• [DOCUMENT EXTRACT]:

(begin)

Tuesday, October 26, 2010

Come Home - Luminate



I am wasting my time posting this, but oh wells. I really wanted to share this song with you all XD. Anyways I was listening to K-Love as I was finishing up my SECOND attempt for my math homework (that I failed twice T_T), and I was thinking "Yes, I do need to come home." I feel distant with God (and I am planning to be Baptized soon so I really want to have a closer relationship with Him before I do). I know He's here with me as I am typing this really late/early in the morning ><.

I really want to do a lot of things at Riverside, to show God's love to the people who are going to parties, drinking, and getting high, but I feel like I need to go back "home" in order to do so. Who wants to be a hypocrite for God? God is real to all of us, and we should be real to Him.

Please pray for me that my classes won't occupy me even more than it already is. I'm taking four and one of my classes have a lot of reading. So please pray that the reading won't consume me whole, and that I may keep up with it. Thank you XD

And I still remember what a friend said to me, "I can see you as a warrior." And I do want to be a warrior for God, to fight for His light to shine in the city of Riverside (I love their low sales taxes XD).

Sorry if it's confusing >< Still working on grammar and stuff =P

Sunday, October 24, 2010

Until I See You Again



"Until I See You Again"
~Mark Schultz

(So, I attached two versions of this song. An upbeat version (the 1st one), and a ballad version (the 2nd). You can listen to each one depending on your mood :]. Only recently, the ballad is really speaking to me, but both are pretty cool.)

I've wanted to share this song for a pretty long whiles. Whenever I felt really down, this is the song that encouraged me to keep my eyes open for God's blessing in my life, and keep going.

Sometimes, when I'm in a dry season, and all I can think about is getting out, I feel like my cries are like the prechorus. How long, God? How long until I can find rest in Your arms? Maybe even just take me to be with You, because it'd be so much easier, and right now that's what I'd like.. sounds pretty drastic, yes, but I think most of us have been there before. And I love the response: Don't worry, my child; I know it feels long now.. I still promise to be with you through it all. But don't miss this life I've given you! Live with amazement like a child, talk to me unhindered, keep on loving.

Okay, Dad. I'll try. Thanks for Your love =]. Love You.

You say, "How long 'til I can
come home, 'til I can
rest in Your arms again?"
And I say, "Not long, but don't miss
this life, and I'll be
waiting 'til then!"

Live with the wonder of a child
Pray with your arms thrown open wide
Love with a love that has no end
until I see you again


Ain't I a woman?



This is not a song, but i think it's worth the sharing =]

I did a lot of research on Sojourner Truth (birth name:Isabella Baumfree) back in middle school and high school. While everyone chose Martin Luther King Jr., I chose her. I don't remember much about her biography, but I remember she did some amazing things for both women and blacks rights. In a way, she was someone I wanted to model after. In DOC (my writing class) a couple of days ago, my professor showed this video. I got really excited and it woke me up from my half-sleep (yes, sadly I sleep in class D:). It was the first time I heard this speech and I was really really happy that I got to read it last week. You can see a lot of her personality in this piece of writing. I can see that she was a funny, smart, strong, confident, and independent Christian. I think she was really clever with this speech. Alice Walker, the person reading the speech, is the author of the book, The Color Purple (i don't know how to underline this book title). I never read it, but I did see some parts of the film. Whoopi Goldberg acted well in this film. I think it is about how black women were abused in the past (*shrugs*). Enjoy!

(end)

• [STATED EXERCISE A]: Return everything in the blog post from "Sunday, October 24, 2010" down to "are pretty cool.)", copied word for word.

Dataset records

(begin)

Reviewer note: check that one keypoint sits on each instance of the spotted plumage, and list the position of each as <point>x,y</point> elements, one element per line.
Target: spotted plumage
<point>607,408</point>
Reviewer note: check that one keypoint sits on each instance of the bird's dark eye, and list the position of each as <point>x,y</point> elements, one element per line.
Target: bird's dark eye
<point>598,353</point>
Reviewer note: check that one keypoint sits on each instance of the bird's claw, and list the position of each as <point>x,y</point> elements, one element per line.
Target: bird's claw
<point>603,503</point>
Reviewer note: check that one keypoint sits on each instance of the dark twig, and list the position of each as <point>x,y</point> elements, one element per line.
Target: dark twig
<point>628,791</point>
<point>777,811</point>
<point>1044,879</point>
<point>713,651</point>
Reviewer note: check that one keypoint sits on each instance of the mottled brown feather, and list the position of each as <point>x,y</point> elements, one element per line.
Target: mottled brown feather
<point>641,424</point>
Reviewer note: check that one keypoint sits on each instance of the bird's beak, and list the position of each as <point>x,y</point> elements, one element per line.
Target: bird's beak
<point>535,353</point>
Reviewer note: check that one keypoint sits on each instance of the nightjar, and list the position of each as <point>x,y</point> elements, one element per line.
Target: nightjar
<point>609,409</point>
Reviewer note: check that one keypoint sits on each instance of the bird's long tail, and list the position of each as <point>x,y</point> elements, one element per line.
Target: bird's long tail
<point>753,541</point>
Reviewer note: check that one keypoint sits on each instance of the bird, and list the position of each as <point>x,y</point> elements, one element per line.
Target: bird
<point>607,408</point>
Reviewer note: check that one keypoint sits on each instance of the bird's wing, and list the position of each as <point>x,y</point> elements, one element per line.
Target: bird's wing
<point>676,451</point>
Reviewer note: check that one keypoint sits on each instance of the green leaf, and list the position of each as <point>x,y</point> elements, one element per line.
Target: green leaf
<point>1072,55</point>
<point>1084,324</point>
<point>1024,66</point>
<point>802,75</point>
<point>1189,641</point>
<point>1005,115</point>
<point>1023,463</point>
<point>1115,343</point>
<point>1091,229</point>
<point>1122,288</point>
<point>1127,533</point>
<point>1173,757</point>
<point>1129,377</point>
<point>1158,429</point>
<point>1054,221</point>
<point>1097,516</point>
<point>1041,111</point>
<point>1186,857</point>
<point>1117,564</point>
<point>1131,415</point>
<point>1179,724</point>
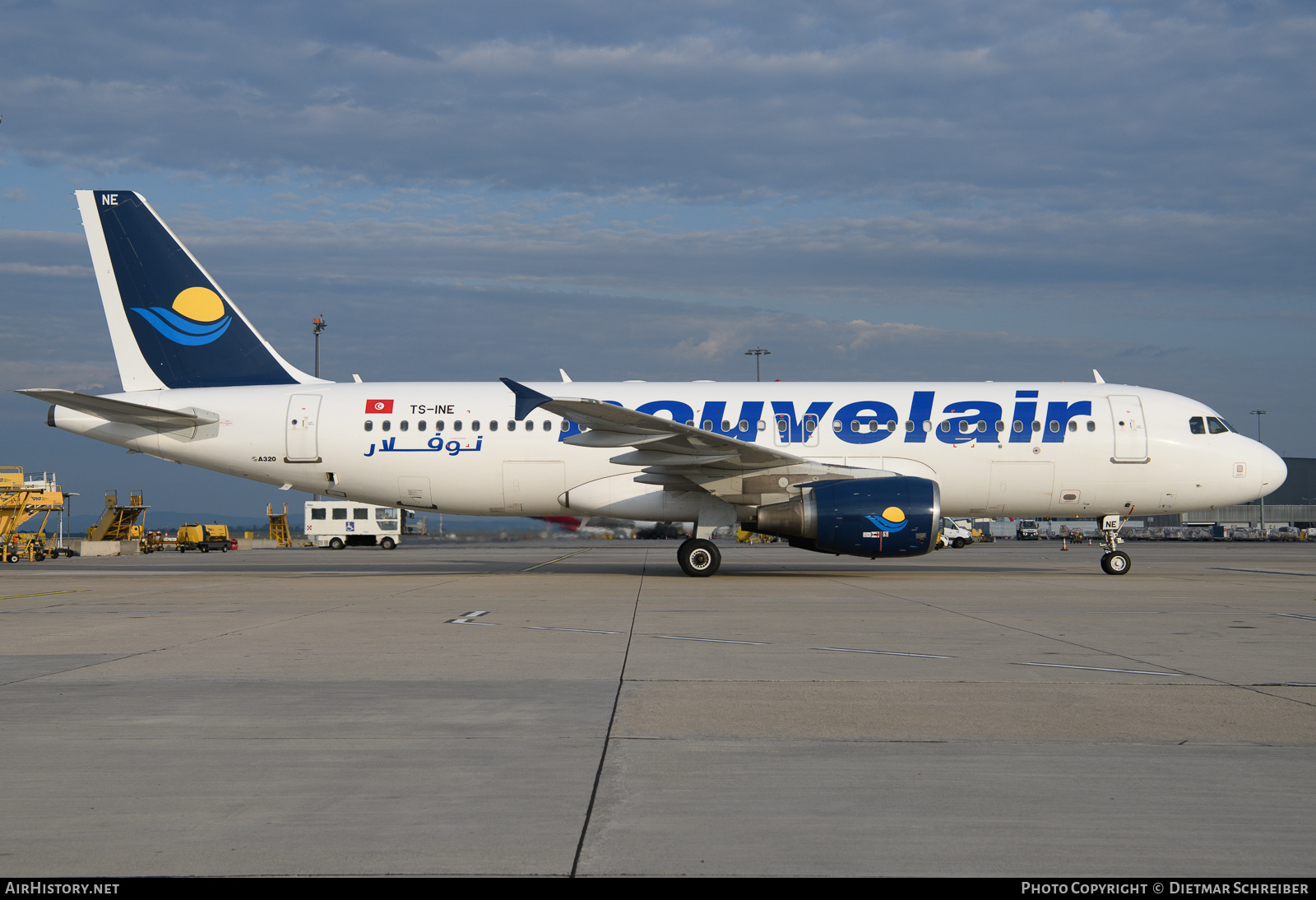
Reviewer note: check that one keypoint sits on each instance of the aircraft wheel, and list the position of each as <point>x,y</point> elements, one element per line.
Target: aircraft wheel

(end)

• [STATED EXERCISE B]: In the dataset records, rename "nightjar" to "nighthawk" throughout everything from the line containing "the nightjar, and" down to the line containing "<point>753,541</point>", both of those lines included. Return only those lines, with nothing else changed.

• [CORRECT RESPONSE A]:
Sunday, October 24, 2010

Until I See You Again



"Until I See You Again"
~Mark Schultz

(So, I attached two versions of this song. An upbeat version (the 1st one), and a ballad version (the 2nd). You can listen to each one depending on your mood :]. Only recently, the ballad is really speaking to me, but both are pretty cool.)

• [CORRECT RESPONSE B]:
Reviewer note: check that one keypoint sits on each instance of the nighthawk, and list the position of each as <point>x,y</point> elements, one element per line.
Target: nighthawk
<point>609,409</point>
Reviewer note: check that one keypoint sits on each instance of the bird's long tail, and list the position of each as <point>x,y</point> elements, one element per line.
Target: bird's long tail
<point>753,541</point>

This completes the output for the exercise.